* **WHAT IS REQUIRED**
Copy the rows exactly as they appear, from the line containing "Outline each wood grain" through the line containing "82,273,533,295", both included.

* START AVAILABLE DATA *

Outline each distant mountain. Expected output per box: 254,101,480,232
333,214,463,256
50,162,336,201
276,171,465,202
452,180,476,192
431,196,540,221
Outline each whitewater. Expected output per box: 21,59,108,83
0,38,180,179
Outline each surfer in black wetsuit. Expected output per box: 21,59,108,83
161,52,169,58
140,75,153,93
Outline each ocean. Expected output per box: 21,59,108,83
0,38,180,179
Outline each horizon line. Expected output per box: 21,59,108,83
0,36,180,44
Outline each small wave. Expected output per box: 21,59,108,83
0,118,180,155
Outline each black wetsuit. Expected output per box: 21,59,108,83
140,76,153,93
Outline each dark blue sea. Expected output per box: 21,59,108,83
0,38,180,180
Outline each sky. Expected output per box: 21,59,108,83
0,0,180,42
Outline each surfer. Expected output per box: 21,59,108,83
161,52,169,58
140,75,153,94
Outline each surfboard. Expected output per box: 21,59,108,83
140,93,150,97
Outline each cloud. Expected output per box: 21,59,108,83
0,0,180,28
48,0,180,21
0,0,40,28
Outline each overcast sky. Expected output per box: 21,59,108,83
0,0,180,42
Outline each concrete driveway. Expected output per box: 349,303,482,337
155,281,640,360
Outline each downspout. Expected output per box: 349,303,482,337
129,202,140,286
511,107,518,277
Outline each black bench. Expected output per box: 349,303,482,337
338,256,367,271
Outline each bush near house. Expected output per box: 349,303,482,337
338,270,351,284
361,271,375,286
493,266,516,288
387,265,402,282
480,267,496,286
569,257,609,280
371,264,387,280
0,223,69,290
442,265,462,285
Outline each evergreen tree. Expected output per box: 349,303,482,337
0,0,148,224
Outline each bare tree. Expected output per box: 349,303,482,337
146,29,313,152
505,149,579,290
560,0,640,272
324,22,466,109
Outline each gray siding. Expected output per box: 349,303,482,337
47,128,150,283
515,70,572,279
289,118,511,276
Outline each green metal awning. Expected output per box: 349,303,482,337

* END AVAILABLE DATA *
* START AVAILABLE DATA *

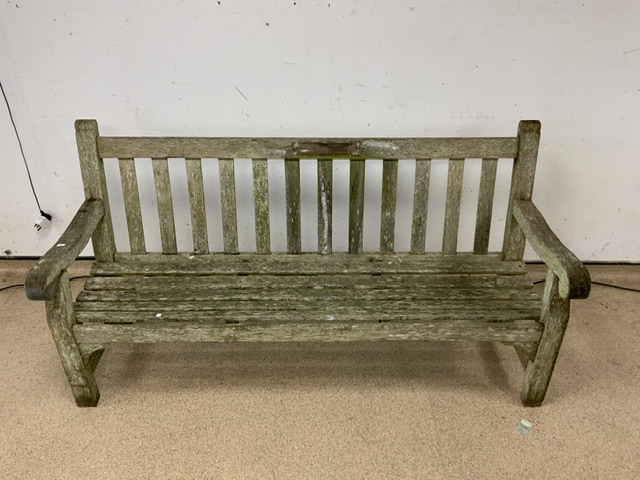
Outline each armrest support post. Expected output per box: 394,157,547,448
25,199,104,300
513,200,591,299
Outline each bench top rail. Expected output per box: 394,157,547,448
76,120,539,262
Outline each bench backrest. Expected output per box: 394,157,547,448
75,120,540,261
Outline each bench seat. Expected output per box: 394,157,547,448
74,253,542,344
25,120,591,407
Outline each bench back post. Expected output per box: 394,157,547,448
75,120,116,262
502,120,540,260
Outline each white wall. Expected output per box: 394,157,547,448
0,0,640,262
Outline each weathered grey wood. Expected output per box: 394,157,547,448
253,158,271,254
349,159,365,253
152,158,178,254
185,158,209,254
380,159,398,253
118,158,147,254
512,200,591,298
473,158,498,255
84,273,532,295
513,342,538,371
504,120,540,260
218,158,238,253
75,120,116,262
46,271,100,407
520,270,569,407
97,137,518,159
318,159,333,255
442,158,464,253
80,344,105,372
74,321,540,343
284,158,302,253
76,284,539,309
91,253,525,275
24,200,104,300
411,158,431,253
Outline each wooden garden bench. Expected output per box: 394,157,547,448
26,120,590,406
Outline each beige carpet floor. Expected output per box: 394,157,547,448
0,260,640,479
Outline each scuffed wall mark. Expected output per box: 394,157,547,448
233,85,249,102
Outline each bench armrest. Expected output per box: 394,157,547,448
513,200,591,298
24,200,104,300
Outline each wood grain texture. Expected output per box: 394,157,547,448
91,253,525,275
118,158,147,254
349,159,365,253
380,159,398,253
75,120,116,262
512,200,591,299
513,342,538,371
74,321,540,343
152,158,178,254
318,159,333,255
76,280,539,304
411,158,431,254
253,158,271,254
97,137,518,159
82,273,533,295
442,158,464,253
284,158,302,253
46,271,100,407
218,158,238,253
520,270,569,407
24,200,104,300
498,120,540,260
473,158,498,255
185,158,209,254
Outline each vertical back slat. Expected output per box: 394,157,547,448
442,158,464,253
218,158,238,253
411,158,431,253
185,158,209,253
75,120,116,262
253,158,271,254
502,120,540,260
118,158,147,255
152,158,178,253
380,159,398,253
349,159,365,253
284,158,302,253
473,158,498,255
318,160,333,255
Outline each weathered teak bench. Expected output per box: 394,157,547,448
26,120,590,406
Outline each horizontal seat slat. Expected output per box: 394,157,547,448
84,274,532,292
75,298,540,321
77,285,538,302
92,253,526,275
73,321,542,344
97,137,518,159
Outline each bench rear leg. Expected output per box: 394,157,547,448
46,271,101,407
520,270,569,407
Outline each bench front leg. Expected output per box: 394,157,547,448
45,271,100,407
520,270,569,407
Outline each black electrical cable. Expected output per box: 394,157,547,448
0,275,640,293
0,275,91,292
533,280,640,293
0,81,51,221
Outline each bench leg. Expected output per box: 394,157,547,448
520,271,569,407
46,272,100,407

* END AVAILABLE DATA *

* **WRITTEN REPLY**
Outline each wood grain texture. Expected output per box: 394,157,547,448
91,253,525,275
118,158,147,254
349,159,365,253
380,159,398,253
75,120,116,262
512,200,591,299
513,342,538,371
74,321,540,343
152,158,178,254
318,159,333,255
76,280,539,304
411,158,431,254
253,158,271,254
97,137,518,159
82,273,533,295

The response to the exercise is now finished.